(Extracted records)
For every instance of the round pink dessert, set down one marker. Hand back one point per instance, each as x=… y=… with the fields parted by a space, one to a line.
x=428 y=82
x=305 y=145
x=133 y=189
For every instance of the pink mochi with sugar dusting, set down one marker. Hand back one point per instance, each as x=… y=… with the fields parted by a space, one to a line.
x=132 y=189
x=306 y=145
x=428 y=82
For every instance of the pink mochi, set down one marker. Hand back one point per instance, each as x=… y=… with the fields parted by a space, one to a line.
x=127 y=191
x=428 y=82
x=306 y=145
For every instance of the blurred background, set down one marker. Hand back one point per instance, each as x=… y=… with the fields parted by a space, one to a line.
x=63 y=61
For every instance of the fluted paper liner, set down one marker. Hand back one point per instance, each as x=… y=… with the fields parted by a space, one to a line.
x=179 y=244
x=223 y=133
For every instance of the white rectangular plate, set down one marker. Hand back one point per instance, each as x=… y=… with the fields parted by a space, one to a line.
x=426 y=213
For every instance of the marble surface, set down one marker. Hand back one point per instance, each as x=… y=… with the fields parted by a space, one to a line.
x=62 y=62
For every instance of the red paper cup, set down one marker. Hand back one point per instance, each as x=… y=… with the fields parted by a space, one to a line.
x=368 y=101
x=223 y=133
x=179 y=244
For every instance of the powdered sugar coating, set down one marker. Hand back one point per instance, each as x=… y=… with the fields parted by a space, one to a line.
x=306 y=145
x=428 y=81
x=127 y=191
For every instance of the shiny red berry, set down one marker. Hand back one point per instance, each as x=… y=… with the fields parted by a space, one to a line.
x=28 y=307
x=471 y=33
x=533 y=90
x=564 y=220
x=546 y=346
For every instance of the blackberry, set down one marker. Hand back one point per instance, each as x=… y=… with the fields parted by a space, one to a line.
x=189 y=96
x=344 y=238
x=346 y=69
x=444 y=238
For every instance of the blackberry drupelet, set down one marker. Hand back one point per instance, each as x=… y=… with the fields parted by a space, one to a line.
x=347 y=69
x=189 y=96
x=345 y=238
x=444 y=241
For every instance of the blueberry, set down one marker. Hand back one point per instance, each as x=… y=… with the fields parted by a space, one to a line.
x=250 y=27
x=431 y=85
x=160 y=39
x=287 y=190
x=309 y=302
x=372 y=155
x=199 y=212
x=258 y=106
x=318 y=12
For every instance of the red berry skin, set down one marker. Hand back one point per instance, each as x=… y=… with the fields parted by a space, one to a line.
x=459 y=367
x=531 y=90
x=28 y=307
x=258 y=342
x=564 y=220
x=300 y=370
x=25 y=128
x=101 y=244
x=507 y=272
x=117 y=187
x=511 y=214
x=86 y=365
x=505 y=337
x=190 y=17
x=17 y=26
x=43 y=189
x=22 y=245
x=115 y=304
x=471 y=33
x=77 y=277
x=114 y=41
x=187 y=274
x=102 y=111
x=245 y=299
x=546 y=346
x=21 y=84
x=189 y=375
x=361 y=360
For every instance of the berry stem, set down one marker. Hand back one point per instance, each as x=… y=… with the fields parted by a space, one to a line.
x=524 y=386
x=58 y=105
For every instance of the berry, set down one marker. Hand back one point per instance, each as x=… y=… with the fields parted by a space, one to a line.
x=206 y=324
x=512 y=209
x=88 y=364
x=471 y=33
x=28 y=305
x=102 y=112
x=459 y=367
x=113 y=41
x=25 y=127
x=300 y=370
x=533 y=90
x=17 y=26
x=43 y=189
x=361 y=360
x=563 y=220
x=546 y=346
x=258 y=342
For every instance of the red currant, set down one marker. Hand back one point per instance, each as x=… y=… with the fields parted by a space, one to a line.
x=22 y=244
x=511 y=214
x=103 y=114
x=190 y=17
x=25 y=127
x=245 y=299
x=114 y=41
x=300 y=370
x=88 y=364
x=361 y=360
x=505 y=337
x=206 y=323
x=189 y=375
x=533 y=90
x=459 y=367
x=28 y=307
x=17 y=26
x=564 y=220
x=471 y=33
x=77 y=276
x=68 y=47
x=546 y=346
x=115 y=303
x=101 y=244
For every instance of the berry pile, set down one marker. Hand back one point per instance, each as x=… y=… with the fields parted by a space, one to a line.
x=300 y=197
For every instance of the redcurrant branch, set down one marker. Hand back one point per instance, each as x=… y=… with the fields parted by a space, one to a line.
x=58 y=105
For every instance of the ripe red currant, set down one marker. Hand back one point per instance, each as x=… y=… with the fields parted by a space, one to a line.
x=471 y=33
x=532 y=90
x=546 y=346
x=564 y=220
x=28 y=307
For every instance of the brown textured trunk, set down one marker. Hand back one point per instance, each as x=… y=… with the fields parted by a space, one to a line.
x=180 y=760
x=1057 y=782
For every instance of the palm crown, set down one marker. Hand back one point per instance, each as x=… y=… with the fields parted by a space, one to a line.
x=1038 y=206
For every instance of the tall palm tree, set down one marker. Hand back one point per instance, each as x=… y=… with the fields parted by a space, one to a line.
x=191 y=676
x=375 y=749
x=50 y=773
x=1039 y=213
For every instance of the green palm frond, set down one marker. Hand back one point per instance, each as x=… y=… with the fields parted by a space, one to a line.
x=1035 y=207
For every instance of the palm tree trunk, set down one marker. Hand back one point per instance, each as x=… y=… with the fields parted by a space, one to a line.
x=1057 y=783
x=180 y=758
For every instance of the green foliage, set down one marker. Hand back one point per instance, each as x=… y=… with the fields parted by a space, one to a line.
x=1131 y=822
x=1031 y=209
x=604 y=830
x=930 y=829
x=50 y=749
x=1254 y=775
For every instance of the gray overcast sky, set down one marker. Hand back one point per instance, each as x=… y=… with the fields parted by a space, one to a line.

# EXERCISE DESCRIPTION:
Exact reproduction of every entry is needed.

# WRITTEN REPLY:
For every instance of the round pink dessert, set down one marker. Hand back one point per instance, each as x=… y=… with the fields parted by a space, one to a line.
x=428 y=82
x=305 y=145
x=133 y=189
For every instance of the pink mochi with sugar dusting, set down one marker. Hand back one point per instance, each as x=… y=… with the fields parted by a space, one to a line.
x=132 y=189
x=306 y=145
x=428 y=82
For every instance of the pink mochi, set down one marker. Hand back one point per instance, each as x=… y=… with the fields parted by a space, one to a line.
x=127 y=191
x=428 y=82
x=306 y=145
For every instance of the blurred background, set down one marker. Hand back one point per instance, each as x=… y=… with the fields parted by a space, one to a line.
x=63 y=61
For every instance of the fluted paper liner, set down one marker. Hand back one point per instance, each as x=… y=… with the fields parted by a space, one to a line.
x=179 y=244
x=223 y=133
For every instance of the white rectangular plate, set down one marker. Hand back one point per instance, each as x=… y=… with the fields parted by a space, one to a line.
x=426 y=213
For every instance of the marble surface, set down one marker. Hand back one point per instance, each as x=… y=… with the fields parted by a space, one to a line.
x=62 y=62
For every instance of the red paper cup, set down one marker. Hand back one point per instance, each as x=… y=… with the fields parted by a space, one to a line.
x=368 y=101
x=223 y=133
x=179 y=244
For every instance of the powdered sugar coating, set down one marker. Hand back one point per instance, each as x=… y=… with the fields parted by a space, one to a line.
x=306 y=145
x=428 y=81
x=127 y=191
For every instance of the shiny red berry, set down one marker. Hand back one point per instance, each as x=… y=… with the fields parted by a space, one to a line.
x=28 y=307
x=471 y=33
x=533 y=90
x=564 y=220
x=546 y=346
For every instance of the blackberry, set down one marker. Hand back one point per instance, each as x=… y=… with the fields parted by a space, one to a line.
x=189 y=96
x=344 y=238
x=346 y=69
x=444 y=238
For every instance of the blackberry drupelet, set down one marker. Hand back one point per instance, each as x=… y=… with the fields parted by a space, one to a line.
x=347 y=69
x=189 y=96
x=345 y=238
x=444 y=241
For every instance of the blueberry, set down one marker. Hand back one point per instance, each as x=… y=… with the fields parted by a space, one to a line.
x=250 y=27
x=431 y=85
x=160 y=39
x=287 y=190
x=309 y=302
x=372 y=155
x=199 y=212
x=258 y=106
x=318 y=12
For every instance of the red berry skin, set down one marker. Hand back one point per instance, each as x=… y=… with the fields parted by a space, one to a line.
x=459 y=367
x=531 y=90
x=28 y=307
x=258 y=342
x=564 y=220
x=300 y=370
x=25 y=128
x=101 y=244
x=507 y=272
x=117 y=187
x=511 y=214
x=86 y=365
x=505 y=337
x=190 y=17
x=17 y=26
x=43 y=189
x=22 y=245
x=115 y=304
x=471 y=33
x=77 y=277
x=114 y=41
x=187 y=274
x=102 y=111
x=245 y=299
x=546 y=346
x=21 y=84
x=189 y=375
x=361 y=360
For every instance of the berry stem, set down one marker. Hand back one point per instance, each as x=… y=… with the fields parted by a space, one to a line.
x=524 y=386
x=58 y=105
For every instance of the berry, set down one marker. Hand back one point per instance, each as x=… y=… with the fields parted by a space, one to a line.
x=206 y=324
x=512 y=209
x=88 y=364
x=471 y=33
x=28 y=305
x=102 y=112
x=459 y=367
x=113 y=41
x=25 y=127
x=300 y=370
x=533 y=90
x=17 y=26
x=43 y=189
x=361 y=360
x=563 y=220
x=546 y=346
x=258 y=342
For every instance of the red currant, set down one marker. Hand back one point per instance, each as x=… y=… with the fields parted by a space, one to a line.
x=22 y=244
x=511 y=214
x=103 y=114
x=190 y=17
x=25 y=127
x=245 y=299
x=114 y=41
x=300 y=370
x=88 y=364
x=361 y=360
x=505 y=337
x=206 y=323
x=189 y=375
x=533 y=90
x=459 y=367
x=28 y=307
x=17 y=26
x=564 y=220
x=471 y=33
x=77 y=276
x=68 y=47
x=546 y=346
x=115 y=303
x=101 y=244
For every instance of the berry pile, set down one marker. Hand back one point per instance, each as x=… y=… with the fields parted by a space, one to a line.
x=300 y=197
For every instance of the redcurrant branch, set down one marker. Hand back one point per instance, each as x=… y=… with the fields parted by a space, one to a line.
x=58 y=105
For every instance of the ripe red currant, set down one marker. Hand back one point per instance, each as x=… y=… with the fields parted by a space, one to a line.
x=471 y=33
x=532 y=90
x=546 y=346
x=564 y=220
x=28 y=307
For every instance of the brown textured trunk, set down one marker. Hand back one point per instance, each as x=… y=… with the fields parted by a space, one to a line.
x=180 y=760
x=1057 y=782
For every instance of the palm crown, set down one marker. Hand back one point per instance, each as x=… y=… with the fields parted by a space, one to a line.
x=1038 y=206
For every instance of the tall palm tree, set down one marker. Hand back one point per instance, each as x=… y=… with the fields parted by a space, one to a line.
x=191 y=676
x=375 y=749
x=50 y=773
x=1039 y=213
For every instance of the green palm frond, set down one marker. Hand back one point per instance, each as x=… y=… with the fields parted by a space, one to a line.
x=1035 y=207
For every instance of the palm tree trunk, set down one marker. Hand back one point per instance, each as x=… y=… with the fields parted by a space, one to a line.
x=1057 y=783
x=180 y=758
For every instance of the green foliage, set down one marker. Hand back one point per instance, each as x=… y=… with the fields parted by a space, one to a line.
x=1131 y=822
x=1031 y=209
x=604 y=830
x=930 y=829
x=50 y=749
x=1254 y=775
For every instance of the gray overcast sky, set down one marker. Hand back one point per instance, each as x=… y=… with the fields parted by a space, one to a line.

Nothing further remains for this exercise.